→ Extracted text:
━━━━━━━━━━━━━━━━━━━━━━━━━━━━━━
Thursday, April 27, 2006

ERV Boxscore for April 27, at St. Louis

Pitching, Pitching, Pitching.

I'll have more in the morning.

I lied. Everything I wanted to say was said by Capitol Punishment.


SNV here. I actually disagree with Capitol Punishment. Not about Bowden being a fool with an ego too big to admit he's wrong - no one can reasonably argue with that. But about pitching.

The problem with the Nats' pitching is that it is much too fragile. Way too fragile. Patterson is flaky at best, Armas is beyond injury prone, and the rest of the guys are simply below replacement level, and are predictably blown out when asked to actually give the team major league innings.

Oddly, the Nats have essentially the baseline of what you want from a pitcher for RFK and the NL East in Livan. He's extraordinarily durable and lets the opposition put the ball in play. For the most part, that is going to keep runs down in a low-ERA environment like the NL East. Patterson, to me, would be the best of all worlds if healthy - a high strikeout AND absurdly fly-ball oriented. So they do have a solid pitching foundation.
━━━━━━━━━━━━━━━━━━━━━━━━━━━━━━
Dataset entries
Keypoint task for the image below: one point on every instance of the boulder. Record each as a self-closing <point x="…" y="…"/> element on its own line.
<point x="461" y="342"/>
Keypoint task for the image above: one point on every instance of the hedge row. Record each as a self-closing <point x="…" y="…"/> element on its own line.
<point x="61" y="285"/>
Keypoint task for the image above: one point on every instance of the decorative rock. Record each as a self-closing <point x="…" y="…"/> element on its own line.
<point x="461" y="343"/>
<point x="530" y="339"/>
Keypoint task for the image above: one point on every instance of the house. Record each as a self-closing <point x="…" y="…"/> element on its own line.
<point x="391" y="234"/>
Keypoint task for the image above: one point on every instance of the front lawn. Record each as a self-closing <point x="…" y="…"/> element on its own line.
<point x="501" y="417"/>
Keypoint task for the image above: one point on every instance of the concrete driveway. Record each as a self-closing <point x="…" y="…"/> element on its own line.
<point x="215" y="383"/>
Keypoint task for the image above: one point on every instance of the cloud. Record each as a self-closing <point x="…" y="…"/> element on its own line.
━━━━━━━━━━━━━━━━━━━━━━━━━━━━━━
→ Tasks and exercises:
[A] In the baseball blog post, what does SNV say is the problem with the Nats' pitching?
[B] Continue the baseball blog post about the Nats' pitching, starting after its last sentence.

→ Answers in order:
[A] It is much too fragile.

[B]
The Nats only need to scour the league for dependable, league-average arms. They usually can be had cheaply - they picked up Loaiza at a reasonable price last year, and there is no reason that they couldn't do it again. How about picking up a knuckleballer like Chuck Haeger from the White Sox organization? Flyballs are outs in RFK, so there isn't much risk in putting him out there, and his arm isn't going to get hurt. Eric Milton would work. Seriously (once he is back from knee surgery). And Cincy would undoubtedly pick up some of his salary. Casey Fossum would have to be another candidate, if you can get him away from Tampa Bay.

What they need is good defense (to create a high defensive effeciency) and on base percentage skills. So far, only two players meet that goal - Nick Johnson and Ryan Church, when he's not in centerfield. Everyone else needs to improve (I'm talking to you, Dutch) or be replaced (I'm talking to you, ClaytonGuzman).


At 4:20 AM, Anonymous Anonymous said...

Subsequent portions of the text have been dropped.